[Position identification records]
# # # # #

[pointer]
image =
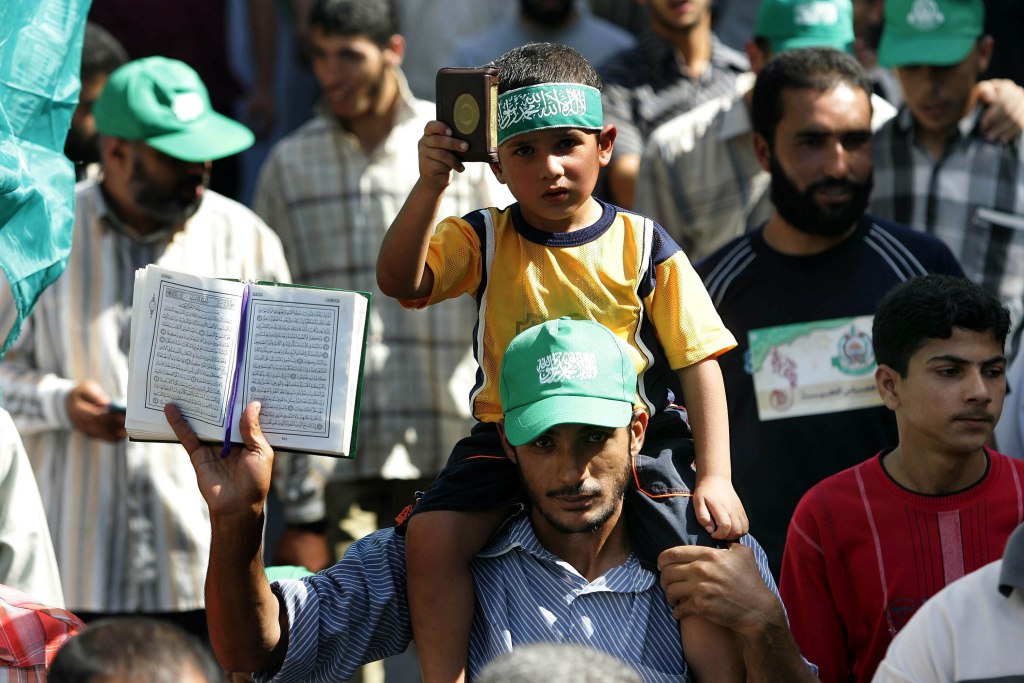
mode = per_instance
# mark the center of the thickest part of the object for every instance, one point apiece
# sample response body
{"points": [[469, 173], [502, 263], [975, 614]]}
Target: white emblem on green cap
{"points": [[816, 13], [548, 105], [187, 107], [562, 366], [926, 15]]}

# # # # #

Can you rewrite every line of the material as a Markdown table with the columns "Row" and "Text", numbering each row and leaving out blank lines and the pictures?

| Row | Text |
|---|---|
| 1 | [pointer] |
| 2 | image = |
| 3 | mode = per_instance |
| 4 | # mark the center of the thickest part of the object for every instance, one point apiece |
| 5 | # sample response body |
| 6 | {"points": [[469, 173], [502, 263], [975, 614]]} |
| 7 | Target: white emblem on green cap |
| 8 | {"points": [[816, 13], [548, 105], [187, 107], [562, 366], [926, 15]]} |